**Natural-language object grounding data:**
::::

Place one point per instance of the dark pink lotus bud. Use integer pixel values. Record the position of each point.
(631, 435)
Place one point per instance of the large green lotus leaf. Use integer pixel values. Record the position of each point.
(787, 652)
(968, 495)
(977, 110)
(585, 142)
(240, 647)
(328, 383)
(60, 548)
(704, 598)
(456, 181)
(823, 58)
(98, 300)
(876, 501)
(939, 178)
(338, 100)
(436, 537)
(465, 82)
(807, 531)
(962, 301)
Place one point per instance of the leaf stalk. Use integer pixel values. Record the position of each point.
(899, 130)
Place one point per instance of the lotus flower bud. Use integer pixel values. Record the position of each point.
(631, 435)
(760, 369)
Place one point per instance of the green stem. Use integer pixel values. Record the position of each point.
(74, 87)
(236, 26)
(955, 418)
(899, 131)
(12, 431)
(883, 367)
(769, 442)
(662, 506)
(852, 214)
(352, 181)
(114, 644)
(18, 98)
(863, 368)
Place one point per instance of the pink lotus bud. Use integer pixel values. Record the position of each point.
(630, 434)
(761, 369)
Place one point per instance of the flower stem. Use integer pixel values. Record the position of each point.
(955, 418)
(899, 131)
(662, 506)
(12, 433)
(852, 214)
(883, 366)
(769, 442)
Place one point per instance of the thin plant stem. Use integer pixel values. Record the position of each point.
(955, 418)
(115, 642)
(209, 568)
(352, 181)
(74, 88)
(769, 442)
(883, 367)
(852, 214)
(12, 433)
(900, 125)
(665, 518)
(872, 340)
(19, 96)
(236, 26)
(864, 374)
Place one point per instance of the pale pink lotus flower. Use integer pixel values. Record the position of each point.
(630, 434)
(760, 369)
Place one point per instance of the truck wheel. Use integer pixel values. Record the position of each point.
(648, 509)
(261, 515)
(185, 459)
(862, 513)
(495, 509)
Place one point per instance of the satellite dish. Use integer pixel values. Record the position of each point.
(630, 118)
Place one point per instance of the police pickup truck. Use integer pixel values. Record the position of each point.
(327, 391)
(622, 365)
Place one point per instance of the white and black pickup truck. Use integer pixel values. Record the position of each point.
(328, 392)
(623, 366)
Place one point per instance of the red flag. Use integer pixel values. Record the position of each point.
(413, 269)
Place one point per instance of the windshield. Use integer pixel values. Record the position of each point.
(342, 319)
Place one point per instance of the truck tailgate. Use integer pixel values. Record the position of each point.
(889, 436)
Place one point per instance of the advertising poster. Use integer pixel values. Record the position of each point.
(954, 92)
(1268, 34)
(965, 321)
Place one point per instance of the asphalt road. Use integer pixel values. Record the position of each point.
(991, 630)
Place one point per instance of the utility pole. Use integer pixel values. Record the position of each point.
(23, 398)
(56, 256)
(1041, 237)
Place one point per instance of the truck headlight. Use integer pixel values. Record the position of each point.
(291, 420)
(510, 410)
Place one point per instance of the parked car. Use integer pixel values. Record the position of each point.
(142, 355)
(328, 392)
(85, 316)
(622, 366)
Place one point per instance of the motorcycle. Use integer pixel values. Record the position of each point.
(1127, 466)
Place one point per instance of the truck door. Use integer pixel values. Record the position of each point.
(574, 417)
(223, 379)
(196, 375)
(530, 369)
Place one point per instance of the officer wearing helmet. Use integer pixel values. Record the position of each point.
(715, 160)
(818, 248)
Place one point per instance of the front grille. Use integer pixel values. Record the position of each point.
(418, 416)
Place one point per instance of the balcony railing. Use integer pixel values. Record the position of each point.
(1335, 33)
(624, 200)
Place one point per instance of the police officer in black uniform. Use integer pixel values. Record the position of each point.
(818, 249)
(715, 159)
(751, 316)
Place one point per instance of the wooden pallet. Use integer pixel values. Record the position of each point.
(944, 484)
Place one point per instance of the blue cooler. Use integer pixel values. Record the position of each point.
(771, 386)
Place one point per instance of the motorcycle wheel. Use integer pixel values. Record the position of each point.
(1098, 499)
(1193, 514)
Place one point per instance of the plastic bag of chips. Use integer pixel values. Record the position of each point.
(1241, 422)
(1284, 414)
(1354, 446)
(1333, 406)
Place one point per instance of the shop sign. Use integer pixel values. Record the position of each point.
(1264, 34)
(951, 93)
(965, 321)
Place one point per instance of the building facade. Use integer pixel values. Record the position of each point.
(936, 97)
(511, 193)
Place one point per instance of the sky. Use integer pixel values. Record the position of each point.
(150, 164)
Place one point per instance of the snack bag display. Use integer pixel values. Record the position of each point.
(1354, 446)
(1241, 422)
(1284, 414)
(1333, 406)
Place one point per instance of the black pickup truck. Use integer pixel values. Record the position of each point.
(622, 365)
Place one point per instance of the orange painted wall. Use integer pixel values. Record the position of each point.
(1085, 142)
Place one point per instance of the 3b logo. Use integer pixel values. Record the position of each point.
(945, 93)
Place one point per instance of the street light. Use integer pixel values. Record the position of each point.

::::

**Task directions:** Every single entry is to be retyped exactly.

**Written answer:**
Place one point per instance of the dark pink lotus bud. Use integer pixel values. Record the position of each point.
(631, 435)
Place one point per instance of the large green lotus leaf. Use integer pixel values. Record the position of each point.
(787, 652)
(968, 495)
(977, 110)
(585, 142)
(240, 647)
(328, 383)
(60, 548)
(704, 598)
(456, 181)
(823, 58)
(98, 300)
(876, 501)
(939, 178)
(338, 100)
(436, 537)
(465, 82)
(807, 531)
(962, 301)
Place one point per instance of the leaf stalk. Use integer pixel values. Record the position of each point.
(899, 130)
Place one point per instance of the lotus flower bud. Use integer pixel values. Record the position of each point.
(631, 435)
(760, 369)
Place one point per instance of the green stem. Use integer pixel values. Record the position of each point.
(74, 87)
(236, 26)
(955, 418)
(899, 131)
(12, 431)
(883, 367)
(769, 442)
(662, 506)
(852, 214)
(352, 181)
(114, 644)
(18, 98)
(863, 368)
Place one point per instance of the pink lotus bud. Use integer pixel values. Record the position of each point.
(630, 434)
(761, 369)
Place one point per instance of the flower stem. Use integer pixel values. Record the position of each point.
(955, 418)
(899, 131)
(662, 506)
(12, 433)
(852, 214)
(883, 366)
(769, 442)
Place one point per instance of the thin plant stem. Use integer pixel values. Record the position of each point.
(955, 418)
(115, 642)
(209, 568)
(352, 181)
(74, 88)
(769, 442)
(883, 367)
(852, 214)
(12, 433)
(900, 125)
(665, 518)
(872, 340)
(19, 96)
(236, 26)
(864, 374)
Place one point per instance of the pale pink lotus flower. Use integer pixel values. Record the position of each point.
(630, 434)
(760, 369)
Place one point per instance of the truck wheel. Use integer pixel values. Record the position of each point.
(648, 509)
(261, 515)
(185, 459)
(862, 513)
(495, 509)
Place one point per instance of the satellite dish. Use integer pixel values. Record the position of each point.
(630, 118)
Place one point per instance of the police pickup truck. Use integer pixel values. Record the position of each point.
(327, 391)
(622, 365)
Place one point per instance of the white and black pickup truck. Use integer pixel values. Record the position of each point.
(328, 392)
(623, 366)
Place one point per instance of the red flag. Use integer pixel values. Record the position of each point.
(413, 269)
Place one point per instance of the windshield. Use integer pixel values. Record the position of each point.
(342, 319)
Place one point per instance of the truck tailgate. Use integer pixel values. Record the position of each point.
(889, 436)
Place one point per instance of the advertising poster. Use integer pixel values. Record the position of each point.
(954, 92)
(1268, 34)
(965, 321)
Place one point per instance of the asphalt road. Use integer pixel values. Record the position of each point.
(991, 630)
Place one point per instance of the utility pole. Use integer pixel values. Record the position of each point.
(23, 398)
(56, 256)
(1041, 237)
Place one point per instance of the truck headlight. Use integer pixel values. Record the position of each point.
(291, 420)
(510, 410)
Place one point per instance of the parked car. Use integer pixel values. Record the position of each point.
(142, 355)
(328, 392)
(85, 316)
(622, 366)
Place one point per instance of the motorcycle. Use integer pixel values. Record the position of each point.
(1127, 466)
Place one point per instance of the truck door. Use integer pixel values. Record the position of each point.
(574, 417)
(223, 379)
(196, 375)
(530, 369)
Place one point per instance of the officer wearing helmet. Use integer pixel values. Record the position of each point.
(715, 160)
(818, 248)
Place one point per instance of the front grille. Use integer pixel values. Record the position of each point.
(418, 416)
Place one point per instance of the balcony railing. Use integer pixel values. Record the position of each point.
(1335, 33)
(624, 200)
Place one point per instance of the police officer in black uniform. Use integer pixel values. Record the position of each point.
(818, 249)
(715, 159)
(751, 316)
Place one point per instance of the wooden pallet. Use integer pixel values. Record the position of each point.
(944, 484)
Place one point per instance of the blue cooler. Use integer pixel values. Record the position of each point.
(771, 386)
Place one point per instance of the motorcycle wheel. Use integer pixel values. Record the position of each point.
(1098, 499)
(1193, 514)
Place one point per instance of the plastic bag of chips. Use integer pixel values. Record the position of each point.
(1241, 422)
(1284, 414)
(1354, 446)
(1333, 406)
Place one point per instance of the shop sign. Use integer pixel values. Record the position of each point.
(1264, 34)
(951, 93)
(965, 321)
Place one point per instance of the building facade. Use integer pixel values. Record the position of each point.
(936, 97)
(511, 193)
Place one point per instance of the sky. Use integer pixel values. Record the position of each point.
(150, 164)
Place one point per instance of the snack bag display. Use integer pixel values. Record the position of each point.
(1354, 446)
(1241, 422)
(1284, 414)
(1333, 406)
Place one point per instance of the black pickup truck. Use integer pixel values. Record the position of each point.
(622, 365)
Place one point per instance of the orange painted wall. Use integer pixel values. Record the position of each point.
(1085, 142)
Place one point per instance of the 3b logo. Use integer pixel values. Record the position of each point.
(945, 93)
Place one point per instance of the street light. Use integer pixel values. Record the position of each point.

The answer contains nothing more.